Look below for the line that contains "TARGET = woman in orange top" and the line that contains "TARGET = bird's foot", then restate both of them and every line in between, exactly. No picture goes in the copy.

START Given records

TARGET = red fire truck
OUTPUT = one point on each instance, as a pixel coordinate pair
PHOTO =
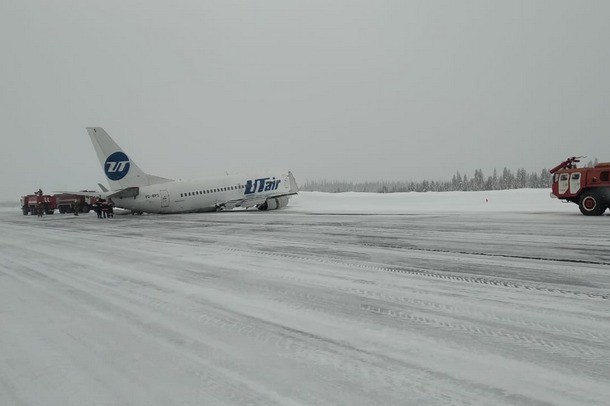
(589, 188)
(30, 202)
(65, 203)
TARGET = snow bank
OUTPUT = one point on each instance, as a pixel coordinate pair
(520, 200)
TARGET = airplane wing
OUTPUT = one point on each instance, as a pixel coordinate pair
(126, 192)
(86, 193)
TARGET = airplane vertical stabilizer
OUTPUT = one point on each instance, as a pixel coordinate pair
(119, 169)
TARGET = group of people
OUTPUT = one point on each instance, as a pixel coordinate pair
(104, 209)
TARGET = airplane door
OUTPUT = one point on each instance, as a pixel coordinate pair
(164, 198)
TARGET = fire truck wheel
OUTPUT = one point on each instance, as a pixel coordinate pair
(591, 204)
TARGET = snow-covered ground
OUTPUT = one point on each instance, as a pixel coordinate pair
(484, 298)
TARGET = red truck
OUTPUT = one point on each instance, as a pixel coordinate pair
(30, 202)
(588, 187)
(65, 203)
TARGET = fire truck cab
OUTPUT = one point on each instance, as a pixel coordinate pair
(587, 187)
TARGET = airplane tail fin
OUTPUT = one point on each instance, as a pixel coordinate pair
(119, 169)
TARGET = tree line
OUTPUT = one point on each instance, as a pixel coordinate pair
(459, 182)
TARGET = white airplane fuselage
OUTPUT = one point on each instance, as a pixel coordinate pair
(203, 195)
(133, 189)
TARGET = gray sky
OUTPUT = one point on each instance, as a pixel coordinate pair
(348, 90)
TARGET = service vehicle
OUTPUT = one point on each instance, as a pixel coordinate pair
(588, 187)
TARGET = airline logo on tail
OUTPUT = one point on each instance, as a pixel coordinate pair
(116, 166)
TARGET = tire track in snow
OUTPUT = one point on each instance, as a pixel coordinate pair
(481, 280)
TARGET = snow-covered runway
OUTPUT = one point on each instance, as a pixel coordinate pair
(332, 301)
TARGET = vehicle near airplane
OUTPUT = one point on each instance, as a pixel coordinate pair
(588, 187)
(135, 190)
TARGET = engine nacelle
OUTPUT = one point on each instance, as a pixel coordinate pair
(274, 203)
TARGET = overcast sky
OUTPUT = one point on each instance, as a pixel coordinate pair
(342, 90)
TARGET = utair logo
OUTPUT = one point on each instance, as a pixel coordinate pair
(261, 185)
(116, 166)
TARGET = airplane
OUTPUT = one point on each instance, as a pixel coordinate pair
(135, 190)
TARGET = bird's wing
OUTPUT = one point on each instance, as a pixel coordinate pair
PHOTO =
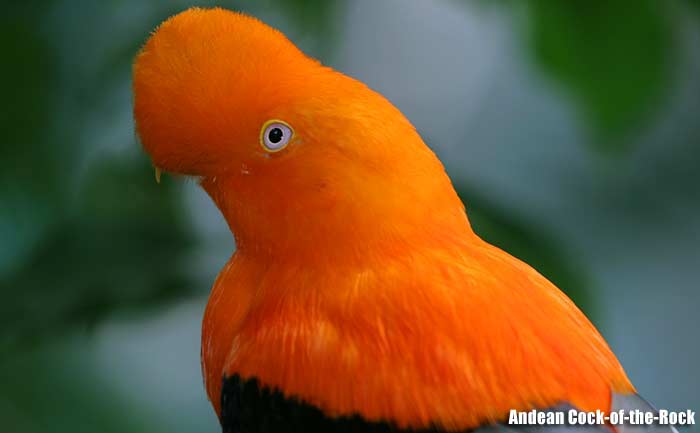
(248, 407)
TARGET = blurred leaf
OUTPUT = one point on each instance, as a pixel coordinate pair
(612, 55)
(530, 244)
(58, 388)
(123, 249)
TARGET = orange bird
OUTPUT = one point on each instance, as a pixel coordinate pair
(359, 298)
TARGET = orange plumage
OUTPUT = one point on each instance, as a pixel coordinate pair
(358, 285)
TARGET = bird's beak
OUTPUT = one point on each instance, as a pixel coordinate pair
(158, 172)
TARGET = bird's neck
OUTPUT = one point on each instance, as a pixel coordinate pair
(340, 233)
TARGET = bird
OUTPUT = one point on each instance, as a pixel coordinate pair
(358, 298)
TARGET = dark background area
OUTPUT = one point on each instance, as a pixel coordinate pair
(570, 129)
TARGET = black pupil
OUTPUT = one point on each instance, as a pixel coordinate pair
(275, 135)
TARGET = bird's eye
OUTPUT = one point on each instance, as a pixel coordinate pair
(275, 135)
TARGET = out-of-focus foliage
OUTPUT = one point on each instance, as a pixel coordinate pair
(612, 56)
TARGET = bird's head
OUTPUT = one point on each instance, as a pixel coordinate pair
(292, 152)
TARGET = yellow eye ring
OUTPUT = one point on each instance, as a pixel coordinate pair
(275, 135)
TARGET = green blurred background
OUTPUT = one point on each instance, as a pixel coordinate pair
(571, 130)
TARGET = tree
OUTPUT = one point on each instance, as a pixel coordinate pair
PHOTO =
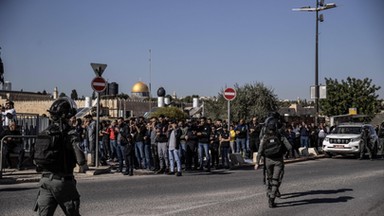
(352, 93)
(251, 100)
(74, 95)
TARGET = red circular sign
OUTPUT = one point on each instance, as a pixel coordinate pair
(229, 94)
(99, 84)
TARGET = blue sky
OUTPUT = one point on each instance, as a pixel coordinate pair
(197, 46)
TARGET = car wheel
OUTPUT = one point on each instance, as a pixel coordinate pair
(328, 155)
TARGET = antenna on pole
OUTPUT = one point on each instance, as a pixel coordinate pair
(150, 72)
(150, 80)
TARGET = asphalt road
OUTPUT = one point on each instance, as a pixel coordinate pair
(338, 186)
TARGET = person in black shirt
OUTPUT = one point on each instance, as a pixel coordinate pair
(12, 145)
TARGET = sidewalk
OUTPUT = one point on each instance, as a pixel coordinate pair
(13, 176)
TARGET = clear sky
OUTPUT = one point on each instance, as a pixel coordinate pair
(198, 47)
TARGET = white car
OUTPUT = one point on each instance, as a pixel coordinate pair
(345, 139)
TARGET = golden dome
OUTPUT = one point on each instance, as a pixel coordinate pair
(140, 87)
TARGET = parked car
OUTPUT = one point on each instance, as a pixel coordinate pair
(345, 139)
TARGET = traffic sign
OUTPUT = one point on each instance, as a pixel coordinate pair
(229, 94)
(98, 68)
(99, 84)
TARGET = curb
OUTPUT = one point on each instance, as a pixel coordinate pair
(29, 176)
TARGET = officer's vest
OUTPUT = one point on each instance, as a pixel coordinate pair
(273, 147)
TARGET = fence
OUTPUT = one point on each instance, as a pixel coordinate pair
(27, 141)
(31, 124)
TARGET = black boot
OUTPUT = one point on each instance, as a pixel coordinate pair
(278, 194)
(271, 202)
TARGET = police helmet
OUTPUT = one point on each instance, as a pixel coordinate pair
(62, 108)
(272, 124)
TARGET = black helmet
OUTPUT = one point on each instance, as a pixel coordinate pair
(272, 124)
(62, 108)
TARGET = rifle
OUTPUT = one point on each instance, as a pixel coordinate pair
(264, 172)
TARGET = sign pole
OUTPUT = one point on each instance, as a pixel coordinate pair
(229, 94)
(97, 130)
(99, 85)
(229, 114)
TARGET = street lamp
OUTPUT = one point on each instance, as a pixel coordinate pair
(320, 6)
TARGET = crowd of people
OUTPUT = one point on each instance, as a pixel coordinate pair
(169, 146)
(10, 128)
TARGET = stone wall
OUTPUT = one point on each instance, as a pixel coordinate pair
(115, 106)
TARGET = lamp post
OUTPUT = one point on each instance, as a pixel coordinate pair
(320, 6)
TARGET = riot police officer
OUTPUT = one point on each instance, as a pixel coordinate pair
(57, 150)
(273, 146)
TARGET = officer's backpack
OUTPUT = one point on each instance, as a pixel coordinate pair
(274, 148)
(49, 149)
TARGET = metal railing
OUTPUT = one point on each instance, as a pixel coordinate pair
(27, 145)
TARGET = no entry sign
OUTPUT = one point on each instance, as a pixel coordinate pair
(99, 84)
(229, 94)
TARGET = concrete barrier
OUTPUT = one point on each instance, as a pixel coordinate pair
(236, 159)
(303, 151)
(313, 152)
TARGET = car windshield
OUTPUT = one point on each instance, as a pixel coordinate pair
(347, 130)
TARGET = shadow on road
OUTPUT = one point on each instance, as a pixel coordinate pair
(314, 200)
(313, 192)
(17, 189)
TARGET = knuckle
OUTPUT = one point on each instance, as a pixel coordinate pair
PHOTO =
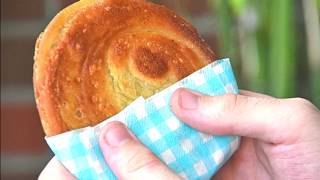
(230, 102)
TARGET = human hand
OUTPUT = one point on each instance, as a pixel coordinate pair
(276, 131)
(281, 137)
(124, 154)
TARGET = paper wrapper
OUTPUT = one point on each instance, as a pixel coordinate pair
(188, 152)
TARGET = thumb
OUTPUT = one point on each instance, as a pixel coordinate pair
(261, 117)
(128, 158)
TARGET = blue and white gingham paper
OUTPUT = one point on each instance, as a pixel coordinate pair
(188, 152)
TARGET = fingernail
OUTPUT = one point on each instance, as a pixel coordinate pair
(188, 100)
(116, 134)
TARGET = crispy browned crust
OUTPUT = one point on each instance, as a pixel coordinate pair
(97, 56)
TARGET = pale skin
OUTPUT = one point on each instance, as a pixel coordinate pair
(280, 138)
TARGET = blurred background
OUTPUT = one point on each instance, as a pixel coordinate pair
(274, 46)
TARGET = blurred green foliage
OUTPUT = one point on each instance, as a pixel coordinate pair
(268, 43)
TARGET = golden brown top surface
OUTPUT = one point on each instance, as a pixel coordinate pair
(97, 56)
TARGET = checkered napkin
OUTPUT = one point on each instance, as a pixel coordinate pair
(188, 152)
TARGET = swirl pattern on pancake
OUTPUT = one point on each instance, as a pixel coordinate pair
(97, 56)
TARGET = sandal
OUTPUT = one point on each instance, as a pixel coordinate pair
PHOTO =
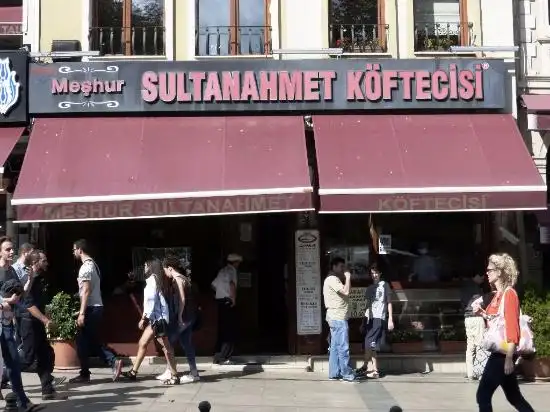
(173, 380)
(131, 375)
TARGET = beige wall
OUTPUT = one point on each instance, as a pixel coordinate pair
(60, 20)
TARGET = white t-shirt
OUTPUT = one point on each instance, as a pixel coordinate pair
(221, 284)
(88, 272)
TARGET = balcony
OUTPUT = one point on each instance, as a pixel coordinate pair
(128, 41)
(233, 41)
(439, 37)
(359, 38)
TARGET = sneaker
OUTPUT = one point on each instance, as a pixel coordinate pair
(59, 381)
(164, 375)
(80, 379)
(227, 362)
(130, 375)
(117, 369)
(31, 407)
(189, 379)
(54, 396)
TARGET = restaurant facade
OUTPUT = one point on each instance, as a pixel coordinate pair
(286, 162)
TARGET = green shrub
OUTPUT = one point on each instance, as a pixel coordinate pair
(536, 304)
(61, 311)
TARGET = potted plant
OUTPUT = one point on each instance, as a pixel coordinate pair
(536, 304)
(62, 330)
(452, 340)
(406, 341)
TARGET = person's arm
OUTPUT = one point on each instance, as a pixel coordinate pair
(181, 291)
(390, 306)
(149, 297)
(347, 284)
(511, 321)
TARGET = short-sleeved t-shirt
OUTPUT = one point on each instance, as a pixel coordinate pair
(378, 296)
(88, 272)
(337, 304)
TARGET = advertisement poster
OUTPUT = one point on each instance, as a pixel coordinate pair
(308, 282)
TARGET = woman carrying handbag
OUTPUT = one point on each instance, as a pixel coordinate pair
(154, 321)
(502, 273)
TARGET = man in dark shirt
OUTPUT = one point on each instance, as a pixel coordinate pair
(36, 352)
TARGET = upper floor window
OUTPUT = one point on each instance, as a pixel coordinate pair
(11, 18)
(358, 26)
(128, 27)
(232, 27)
(440, 24)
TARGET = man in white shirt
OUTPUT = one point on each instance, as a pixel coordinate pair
(336, 297)
(225, 285)
(89, 316)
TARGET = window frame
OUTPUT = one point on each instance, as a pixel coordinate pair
(234, 25)
(126, 24)
(380, 21)
(464, 29)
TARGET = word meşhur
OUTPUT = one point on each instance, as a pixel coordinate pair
(372, 84)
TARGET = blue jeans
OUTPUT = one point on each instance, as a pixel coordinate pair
(87, 341)
(185, 339)
(11, 361)
(338, 360)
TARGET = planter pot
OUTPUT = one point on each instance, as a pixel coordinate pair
(65, 355)
(536, 369)
(452, 346)
(407, 347)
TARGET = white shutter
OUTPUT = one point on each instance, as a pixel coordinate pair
(445, 13)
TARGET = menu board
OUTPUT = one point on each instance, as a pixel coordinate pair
(308, 282)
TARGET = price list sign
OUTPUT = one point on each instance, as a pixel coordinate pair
(308, 282)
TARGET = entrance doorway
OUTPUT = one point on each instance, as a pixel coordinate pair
(274, 237)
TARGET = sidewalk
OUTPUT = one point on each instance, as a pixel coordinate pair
(257, 390)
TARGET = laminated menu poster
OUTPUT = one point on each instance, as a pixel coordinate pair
(308, 282)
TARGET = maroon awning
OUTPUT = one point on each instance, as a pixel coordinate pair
(8, 139)
(536, 102)
(443, 162)
(124, 168)
(10, 20)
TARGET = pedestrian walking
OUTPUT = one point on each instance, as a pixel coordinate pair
(502, 273)
(154, 322)
(336, 298)
(10, 293)
(378, 319)
(89, 316)
(474, 324)
(36, 353)
(225, 286)
(184, 315)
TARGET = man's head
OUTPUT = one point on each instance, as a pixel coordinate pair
(25, 253)
(40, 261)
(375, 274)
(234, 259)
(6, 250)
(81, 249)
(337, 265)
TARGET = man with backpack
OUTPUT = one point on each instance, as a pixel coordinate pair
(184, 312)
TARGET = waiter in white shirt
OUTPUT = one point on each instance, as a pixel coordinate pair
(225, 285)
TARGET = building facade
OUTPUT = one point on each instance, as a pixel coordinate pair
(215, 126)
(533, 34)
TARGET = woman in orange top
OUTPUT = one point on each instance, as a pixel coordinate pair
(502, 273)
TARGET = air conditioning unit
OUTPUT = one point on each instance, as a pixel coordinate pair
(66, 46)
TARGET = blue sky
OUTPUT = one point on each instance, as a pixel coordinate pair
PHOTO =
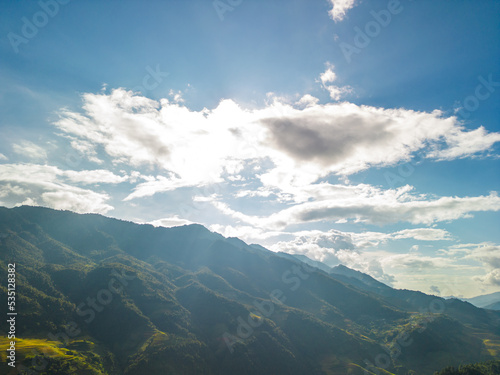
(358, 132)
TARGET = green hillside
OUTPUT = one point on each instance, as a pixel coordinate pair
(102, 296)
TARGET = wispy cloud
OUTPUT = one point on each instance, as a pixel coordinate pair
(30, 150)
(340, 8)
(33, 184)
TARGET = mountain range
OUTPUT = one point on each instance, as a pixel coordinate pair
(96, 295)
(487, 301)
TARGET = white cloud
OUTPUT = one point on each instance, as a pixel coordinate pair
(52, 187)
(298, 146)
(423, 234)
(168, 222)
(29, 150)
(491, 278)
(365, 203)
(462, 144)
(307, 101)
(340, 8)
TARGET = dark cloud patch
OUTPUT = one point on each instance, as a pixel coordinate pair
(326, 141)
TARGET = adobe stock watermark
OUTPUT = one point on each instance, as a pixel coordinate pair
(294, 276)
(87, 310)
(482, 92)
(371, 30)
(223, 6)
(31, 26)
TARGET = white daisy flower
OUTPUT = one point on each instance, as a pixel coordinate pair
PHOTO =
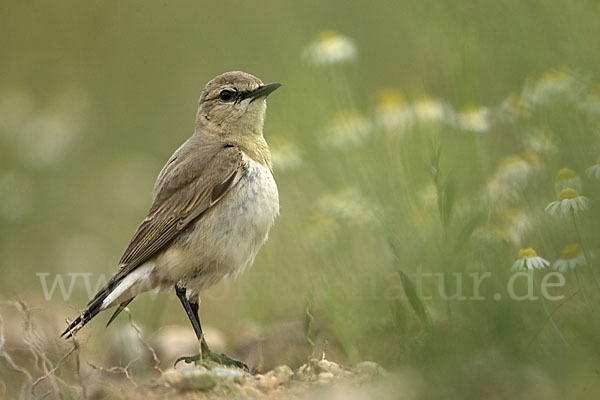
(571, 257)
(345, 129)
(594, 170)
(512, 108)
(514, 170)
(556, 84)
(330, 48)
(474, 119)
(566, 178)
(528, 260)
(568, 200)
(392, 113)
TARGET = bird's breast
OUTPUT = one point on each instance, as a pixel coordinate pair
(227, 237)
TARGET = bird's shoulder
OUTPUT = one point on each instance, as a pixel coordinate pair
(199, 163)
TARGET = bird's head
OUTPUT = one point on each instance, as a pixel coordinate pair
(233, 103)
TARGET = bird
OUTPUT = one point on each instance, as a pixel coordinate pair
(213, 205)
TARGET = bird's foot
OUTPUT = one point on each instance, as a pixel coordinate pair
(208, 356)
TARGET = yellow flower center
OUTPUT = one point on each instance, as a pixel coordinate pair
(530, 157)
(567, 193)
(527, 253)
(571, 251)
(564, 174)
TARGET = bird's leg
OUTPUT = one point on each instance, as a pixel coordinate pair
(191, 309)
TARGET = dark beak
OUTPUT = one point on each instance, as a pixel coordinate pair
(262, 91)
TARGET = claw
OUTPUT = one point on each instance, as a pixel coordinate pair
(215, 357)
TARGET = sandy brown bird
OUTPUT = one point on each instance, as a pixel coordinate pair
(213, 205)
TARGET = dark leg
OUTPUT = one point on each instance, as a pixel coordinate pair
(191, 310)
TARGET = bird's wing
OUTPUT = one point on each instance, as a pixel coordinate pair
(196, 177)
(184, 191)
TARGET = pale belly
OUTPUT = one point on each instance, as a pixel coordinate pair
(227, 237)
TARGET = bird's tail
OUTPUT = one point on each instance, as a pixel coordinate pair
(121, 289)
(97, 304)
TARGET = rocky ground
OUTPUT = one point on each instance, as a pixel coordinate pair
(315, 379)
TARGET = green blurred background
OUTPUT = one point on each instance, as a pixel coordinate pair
(95, 96)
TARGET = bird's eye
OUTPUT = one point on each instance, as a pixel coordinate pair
(226, 95)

END Given records

Task output:
TARGET = woman in orange top
OUTPUT = one point on each instance, as a pixel coordinate pair
(502, 273)
TARGET = air conditioning unit
OUTPUT = one point on each instance, as a pixel coordinate pair
(66, 46)
TARGET = blue sky
OUTPUT = one point on each instance, as a pixel coordinate pair
PHOTO =
(358, 132)
TARGET = green hillside
OUTPUT = one point on each instance, as a pixel coordinate pair
(102, 296)
TARGET = wispy cloud
OUTPUT = one point on each instance, as a pixel coordinate pair
(30, 150)
(340, 8)
(33, 184)
TARGET = mountain range
OUTPUT = one point on each instance, as a pixel coordinate pair
(96, 295)
(487, 301)
TARGET = white cloud
OUTPUT = one point on each instance, as a pixel coordinate pair
(52, 187)
(298, 146)
(423, 234)
(168, 222)
(29, 150)
(491, 278)
(365, 203)
(462, 144)
(307, 101)
(340, 8)
TARGET = dark cloud patch
OUTPUT = one point on each instance, as a pixel coordinate pair
(326, 141)
TARGET = adobe stock watermark
OUTPUT = one point on each instance, as a pixel coordinate pair
(294, 276)
(87, 310)
(482, 92)
(371, 30)
(223, 6)
(31, 26)
TARGET = white daisy flower
OUTPUT = one point on each instance, as a pixel coordinate pair
PHOTO =
(571, 257)
(345, 129)
(594, 170)
(512, 108)
(514, 170)
(556, 84)
(330, 48)
(474, 119)
(566, 178)
(528, 260)
(568, 200)
(392, 113)
TARGET = bird's breast
OUTPUT = one point on each instance, as a pixel coordinate pair
(227, 237)
TARGET = bird's shoulder
OUTPUT = one point on each instance, as a pixel coordinate pair
(199, 163)
TARGET = bird's head
OUTPUT = one point on each instance, as a pixel coordinate pair
(233, 103)
TARGET = bird
OUTPUT = one point on each instance, as a pixel coordinate pair
(213, 205)
TARGET = bird's foot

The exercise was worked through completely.